■ **Do this**
Can you format the listing below as a JSON list of strings, with one string for each line and blank lines left out?

___ Data for this exercise

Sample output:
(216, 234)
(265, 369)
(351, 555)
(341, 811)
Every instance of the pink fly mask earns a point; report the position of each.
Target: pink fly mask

______

■ **Full response**
[
  "Sample output:",
  "(216, 234)",
  "(265, 369)",
  "(351, 555)",
  "(341, 811)",
  "Every instance of the pink fly mask earns a point; report the position of each.",
  "Target: pink fly mask"
]